------ Dataset extract

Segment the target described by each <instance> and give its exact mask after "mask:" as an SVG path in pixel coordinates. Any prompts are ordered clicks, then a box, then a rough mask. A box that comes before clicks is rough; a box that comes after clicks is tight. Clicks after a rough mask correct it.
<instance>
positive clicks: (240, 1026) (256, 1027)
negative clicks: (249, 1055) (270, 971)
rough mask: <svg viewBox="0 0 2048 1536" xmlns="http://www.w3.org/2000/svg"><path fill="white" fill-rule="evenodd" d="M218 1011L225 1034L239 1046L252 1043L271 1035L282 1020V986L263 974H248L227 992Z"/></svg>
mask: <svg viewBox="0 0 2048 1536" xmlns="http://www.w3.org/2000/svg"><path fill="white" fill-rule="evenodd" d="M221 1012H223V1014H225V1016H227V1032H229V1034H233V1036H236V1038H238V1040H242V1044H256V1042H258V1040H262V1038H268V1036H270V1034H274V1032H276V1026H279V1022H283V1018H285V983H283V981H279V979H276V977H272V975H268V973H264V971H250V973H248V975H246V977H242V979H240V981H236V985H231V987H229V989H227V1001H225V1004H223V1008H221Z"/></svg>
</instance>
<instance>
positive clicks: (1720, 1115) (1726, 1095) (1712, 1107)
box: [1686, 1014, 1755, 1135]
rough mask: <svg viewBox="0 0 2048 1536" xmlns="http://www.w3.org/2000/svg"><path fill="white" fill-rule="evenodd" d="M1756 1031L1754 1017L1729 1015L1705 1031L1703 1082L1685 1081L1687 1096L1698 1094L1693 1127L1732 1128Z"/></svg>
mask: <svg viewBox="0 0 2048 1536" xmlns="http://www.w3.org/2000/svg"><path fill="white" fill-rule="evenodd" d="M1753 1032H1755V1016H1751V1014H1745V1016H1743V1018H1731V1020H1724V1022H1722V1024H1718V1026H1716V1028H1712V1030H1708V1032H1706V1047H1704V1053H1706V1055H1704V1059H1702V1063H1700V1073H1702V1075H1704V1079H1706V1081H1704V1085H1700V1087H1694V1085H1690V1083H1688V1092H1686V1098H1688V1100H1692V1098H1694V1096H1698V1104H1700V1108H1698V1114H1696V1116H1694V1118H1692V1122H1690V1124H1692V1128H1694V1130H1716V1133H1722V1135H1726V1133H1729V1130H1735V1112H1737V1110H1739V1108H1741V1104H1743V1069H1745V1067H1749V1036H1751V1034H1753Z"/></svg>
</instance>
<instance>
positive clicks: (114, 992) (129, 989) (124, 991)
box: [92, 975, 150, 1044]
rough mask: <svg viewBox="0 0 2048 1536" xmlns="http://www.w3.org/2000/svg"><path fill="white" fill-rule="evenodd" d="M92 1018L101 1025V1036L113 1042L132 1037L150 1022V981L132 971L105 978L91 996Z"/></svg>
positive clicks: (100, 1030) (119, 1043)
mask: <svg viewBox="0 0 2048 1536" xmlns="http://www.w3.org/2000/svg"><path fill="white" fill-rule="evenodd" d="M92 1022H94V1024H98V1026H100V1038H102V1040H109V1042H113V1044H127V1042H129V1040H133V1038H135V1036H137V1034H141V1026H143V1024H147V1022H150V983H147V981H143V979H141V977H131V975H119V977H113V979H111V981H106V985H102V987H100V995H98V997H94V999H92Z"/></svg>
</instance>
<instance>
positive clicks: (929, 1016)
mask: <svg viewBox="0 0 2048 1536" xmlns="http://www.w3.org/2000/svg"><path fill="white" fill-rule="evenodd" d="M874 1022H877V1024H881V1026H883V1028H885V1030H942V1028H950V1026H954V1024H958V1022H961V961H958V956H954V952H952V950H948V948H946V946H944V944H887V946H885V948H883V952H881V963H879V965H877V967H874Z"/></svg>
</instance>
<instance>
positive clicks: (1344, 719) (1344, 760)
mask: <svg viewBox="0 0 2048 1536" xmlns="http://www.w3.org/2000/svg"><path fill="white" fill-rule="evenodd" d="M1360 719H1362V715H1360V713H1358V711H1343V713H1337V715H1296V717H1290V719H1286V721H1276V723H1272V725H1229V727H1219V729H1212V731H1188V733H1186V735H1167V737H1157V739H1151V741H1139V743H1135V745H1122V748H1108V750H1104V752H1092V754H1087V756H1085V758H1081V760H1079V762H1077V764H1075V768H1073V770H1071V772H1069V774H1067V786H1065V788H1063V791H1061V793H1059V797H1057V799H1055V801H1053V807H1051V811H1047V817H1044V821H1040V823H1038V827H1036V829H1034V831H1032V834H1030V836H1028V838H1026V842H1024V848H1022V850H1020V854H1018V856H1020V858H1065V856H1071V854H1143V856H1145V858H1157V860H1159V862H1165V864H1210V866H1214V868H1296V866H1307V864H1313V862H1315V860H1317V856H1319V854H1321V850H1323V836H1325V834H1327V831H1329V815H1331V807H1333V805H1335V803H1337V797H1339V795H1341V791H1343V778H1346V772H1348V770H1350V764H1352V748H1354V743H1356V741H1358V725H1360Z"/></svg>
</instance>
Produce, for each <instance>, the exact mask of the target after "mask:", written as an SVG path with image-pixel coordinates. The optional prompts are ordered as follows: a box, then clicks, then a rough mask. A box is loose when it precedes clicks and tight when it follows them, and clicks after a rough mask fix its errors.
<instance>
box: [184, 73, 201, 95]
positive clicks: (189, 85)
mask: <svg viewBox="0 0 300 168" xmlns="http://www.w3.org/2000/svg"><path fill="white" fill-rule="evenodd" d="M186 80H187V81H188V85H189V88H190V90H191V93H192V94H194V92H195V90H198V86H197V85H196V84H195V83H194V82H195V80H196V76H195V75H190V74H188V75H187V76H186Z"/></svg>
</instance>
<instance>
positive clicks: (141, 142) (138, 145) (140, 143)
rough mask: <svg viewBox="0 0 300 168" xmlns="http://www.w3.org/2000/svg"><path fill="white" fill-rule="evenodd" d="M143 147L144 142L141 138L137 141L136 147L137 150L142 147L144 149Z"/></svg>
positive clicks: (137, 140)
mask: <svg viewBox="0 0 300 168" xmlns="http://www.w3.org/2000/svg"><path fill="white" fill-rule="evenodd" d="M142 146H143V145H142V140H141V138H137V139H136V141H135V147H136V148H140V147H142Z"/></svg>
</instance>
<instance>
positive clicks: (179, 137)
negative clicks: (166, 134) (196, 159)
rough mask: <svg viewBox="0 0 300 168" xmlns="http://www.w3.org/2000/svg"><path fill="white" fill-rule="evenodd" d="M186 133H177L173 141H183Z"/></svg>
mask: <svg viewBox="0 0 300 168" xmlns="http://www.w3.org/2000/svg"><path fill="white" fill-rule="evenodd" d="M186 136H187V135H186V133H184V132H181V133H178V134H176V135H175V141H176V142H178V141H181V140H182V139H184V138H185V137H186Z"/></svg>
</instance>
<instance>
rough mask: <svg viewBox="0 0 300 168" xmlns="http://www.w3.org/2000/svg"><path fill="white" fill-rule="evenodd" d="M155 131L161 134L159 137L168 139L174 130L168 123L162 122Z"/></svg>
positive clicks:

------------

*Instructions to follow*:
Each line from the top of the records above through the line containing "box: [1686, 1014, 1755, 1135]" needs to be transcribed exactly, and no line after it.

*Result of the exercise*:
Segment the target described by each <instance> and give its exact mask after "mask:" as an SVG path in pixel coordinates. Any prompts are ordered clicks, then a box, then a rough mask. A box that comes before clicks is rough; a box that comes after clicks is tight. Clicks after a rough mask correct it.
<instance>
positive clicks: (240, 1026) (256, 1027)
negative clicks: (249, 1055) (270, 971)
rough mask: <svg viewBox="0 0 2048 1536" xmlns="http://www.w3.org/2000/svg"><path fill="white" fill-rule="evenodd" d="M218 1011L225 1034L239 1046L252 1043L271 1035L282 1020V986L263 974H248L227 992Z"/></svg>
mask: <svg viewBox="0 0 2048 1536" xmlns="http://www.w3.org/2000/svg"><path fill="white" fill-rule="evenodd" d="M221 1012H223V1014H225V1016H227V1032H229V1034H233V1036H236V1038H238V1040H242V1044H256V1042H258V1040H262V1038H268V1036H270V1034H274V1032H276V1026H279V1022H283V1018H285V983H283V981H279V979H276V977H272V975H268V973H264V971H250V973H248V975H246V977H242V979H240V981H236V985H231V987H229V989H227V1001H225V1004H223V1008H221Z"/></svg>
</instance>
<instance>
positive clicks: (1720, 1115) (1726, 1095) (1712, 1107)
box: [1686, 1014, 1755, 1135]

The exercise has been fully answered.